#### SOURCE TEXT:
═══

Monday, February 8, 2010

Week 6

Week number 6 and this is so hard. Sometimes I feel as though I'm not getting anywhere or having to do more work after the initial junk out. I decided to work on photos today. So I got the two old photo frames that have been sitting on my dresser for awhile. I decided to pull the photos out and put them in the photo album and toss the frames. These were photos in the frames that my grandmother had had on her walls. And to give you some perspective as to a time element, my grandmother died in 1971. So, I pull the first photo out, and I'm always interested to see the picture that came with the purchased frame that sits behind the familiar photo for years and years. It sometimes gives an insight as to how old the frame and the photo you've been viewing for years is. And years ago the pictures sold with the frames were usually of movie stars, not generic brides and grooms or babies. So I turn the frame around to reveal that the picture that came with the frame, are you ready for this? Some of you won't even know who this is.....Helen Hayes. A young Helen Hayes. Not the old version but the young, snazzy actress version. So now I'm in the quandry of whether to keep the frame. It's not special...but it may be old. The second frame had a picture of an old woman holding a book in a floor length dress. I "bing"-ed Helen Keller and Eleanor Roosevelt and it's not either of them. Maybe I'll just find new photos to put in these old frames and have these pictures continue to hang on a wall only to be discovered some 50 years later by my great great granddaughter who will have to google Helen Hayes. Or maybe the packrat gene will have dissipated in my line by then and they will have been thrown out long before a great great grand-daughter could discover them.

2 comments:

  1. I have a framed photo of a great-grandmother. It was left to me by my Godmother when she died along with a few other trinkets. There's a prayer card tucked into the corner of the frame and I presumed it to be the prayer card that went with my great-grandmother's funeral. (Catholics give these out at the viewing.)

═══

#### DATA FOR ANALYSIS:
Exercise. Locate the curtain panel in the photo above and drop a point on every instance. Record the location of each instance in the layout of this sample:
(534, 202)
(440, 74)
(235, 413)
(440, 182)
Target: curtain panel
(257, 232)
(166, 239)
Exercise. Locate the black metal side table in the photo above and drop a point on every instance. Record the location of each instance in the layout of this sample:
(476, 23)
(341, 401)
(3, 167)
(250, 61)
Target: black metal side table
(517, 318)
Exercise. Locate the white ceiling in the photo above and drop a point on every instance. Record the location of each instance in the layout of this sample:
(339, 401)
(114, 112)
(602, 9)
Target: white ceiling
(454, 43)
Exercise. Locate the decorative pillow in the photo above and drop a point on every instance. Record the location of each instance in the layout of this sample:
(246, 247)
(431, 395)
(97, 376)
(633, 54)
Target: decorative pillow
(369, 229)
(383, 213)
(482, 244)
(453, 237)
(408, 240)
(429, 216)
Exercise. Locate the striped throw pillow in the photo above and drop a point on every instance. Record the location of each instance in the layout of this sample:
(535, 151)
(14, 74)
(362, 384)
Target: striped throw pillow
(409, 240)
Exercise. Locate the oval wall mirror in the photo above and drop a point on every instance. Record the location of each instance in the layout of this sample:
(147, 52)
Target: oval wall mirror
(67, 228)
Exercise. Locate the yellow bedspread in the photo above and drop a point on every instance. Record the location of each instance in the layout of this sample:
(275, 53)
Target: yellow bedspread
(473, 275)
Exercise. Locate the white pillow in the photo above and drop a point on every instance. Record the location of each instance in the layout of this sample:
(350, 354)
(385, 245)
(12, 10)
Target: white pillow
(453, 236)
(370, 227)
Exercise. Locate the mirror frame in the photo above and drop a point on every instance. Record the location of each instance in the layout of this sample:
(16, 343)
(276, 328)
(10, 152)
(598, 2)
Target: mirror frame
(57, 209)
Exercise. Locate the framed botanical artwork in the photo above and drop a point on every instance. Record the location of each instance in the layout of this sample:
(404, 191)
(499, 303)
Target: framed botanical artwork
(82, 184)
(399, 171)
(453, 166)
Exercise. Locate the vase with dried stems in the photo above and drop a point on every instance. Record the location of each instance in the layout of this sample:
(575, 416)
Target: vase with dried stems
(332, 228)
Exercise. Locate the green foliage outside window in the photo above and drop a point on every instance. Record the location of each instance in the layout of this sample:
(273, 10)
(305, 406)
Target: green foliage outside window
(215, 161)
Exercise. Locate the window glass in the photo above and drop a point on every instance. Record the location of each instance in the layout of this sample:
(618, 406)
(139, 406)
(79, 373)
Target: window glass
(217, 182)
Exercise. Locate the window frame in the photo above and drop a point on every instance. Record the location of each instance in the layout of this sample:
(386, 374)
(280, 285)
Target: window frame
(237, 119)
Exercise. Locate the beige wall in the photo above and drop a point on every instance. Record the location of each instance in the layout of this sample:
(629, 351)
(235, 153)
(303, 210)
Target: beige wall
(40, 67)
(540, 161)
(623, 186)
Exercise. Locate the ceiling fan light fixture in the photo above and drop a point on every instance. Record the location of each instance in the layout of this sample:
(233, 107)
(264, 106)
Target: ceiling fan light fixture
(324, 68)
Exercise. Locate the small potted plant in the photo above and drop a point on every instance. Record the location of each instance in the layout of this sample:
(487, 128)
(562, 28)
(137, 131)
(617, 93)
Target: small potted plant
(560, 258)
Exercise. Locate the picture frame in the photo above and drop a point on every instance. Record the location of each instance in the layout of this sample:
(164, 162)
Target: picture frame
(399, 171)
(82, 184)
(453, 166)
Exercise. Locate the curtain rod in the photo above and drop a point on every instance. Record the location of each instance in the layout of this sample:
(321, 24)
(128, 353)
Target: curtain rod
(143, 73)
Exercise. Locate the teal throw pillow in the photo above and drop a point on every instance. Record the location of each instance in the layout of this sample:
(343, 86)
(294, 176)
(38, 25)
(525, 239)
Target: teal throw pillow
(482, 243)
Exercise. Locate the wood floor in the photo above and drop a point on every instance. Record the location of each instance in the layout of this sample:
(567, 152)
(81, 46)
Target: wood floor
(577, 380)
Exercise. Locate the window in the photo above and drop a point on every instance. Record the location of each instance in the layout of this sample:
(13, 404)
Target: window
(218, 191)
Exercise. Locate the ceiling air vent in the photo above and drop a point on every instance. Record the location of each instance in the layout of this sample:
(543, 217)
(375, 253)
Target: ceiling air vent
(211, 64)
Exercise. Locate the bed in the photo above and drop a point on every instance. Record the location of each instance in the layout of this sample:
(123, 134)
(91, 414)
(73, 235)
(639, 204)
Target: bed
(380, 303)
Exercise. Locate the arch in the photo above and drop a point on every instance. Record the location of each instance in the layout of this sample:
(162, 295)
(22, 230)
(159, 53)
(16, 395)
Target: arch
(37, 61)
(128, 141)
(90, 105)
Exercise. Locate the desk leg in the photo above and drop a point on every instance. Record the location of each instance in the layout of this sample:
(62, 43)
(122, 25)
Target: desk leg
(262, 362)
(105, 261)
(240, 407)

═══

#### APPLY WHAT YOU READ:
a. In the blog post about old photo frames, switch "prayer card" to "memorial card" and give the passage starting with "1. I have a" and going on through "at the viewing.)".
b. List every famous person mentioned by name in the blog post about old photo frames.
c. Carry on the blog post about old photo frames from the point where it stops.

#### ANSWERS GIVEN:
a.
1. I have a framed photo of a great-grandmother. It was left to me by my Godmother when she died along with a few other trinkets. There's a memorial card tucked into the corner of the frame and I presumed it to be the memorial card that went with my great-grandmother's funeral. (Catholics give these out at the viewing.)

b.
Helen Hayes
Helen Keller
Eleanor Roosevelt

c.
    So a month ago, I have the urge to finally pull this ancient photo from it's ancient faux-gold filigree frame. It was a bonanza! Along with G-grandmom's photo. I found a formal photo of my Godmother, a formal photo of myself and my siblings. I guess I was about 7. And, get this, a photo of my Godmother and mom as bridesmaids for somebody's wedding!

    The mass card was for my Godmother's father, my great-uncle. Of course, I put it all back together in that same ancient frame, but put my mom's bridesmaid photo up front. I think that's okay with great-grandmom. She'll get her chance to be upfront again.

    ReplyDelete
  2. Thanks for sharing that lovely story with me and everyone else. I love going through old and even not so old photo frames. You never know what you're going to find. In the one photo frame, the one with Helen Hayes in it, was a picture of someone I was not familiar with but who may be a relative. Behind her photo, when I took it out, was a newspaper clipping and on it was a poem that the newspaper had published, that her grand daughter had written for her. She was a pioneer to Utah, and the grand daughter wrote of her struggles as she came from England alone and then to Utah. So you're right, photo frames are wonderful encasements for treasures.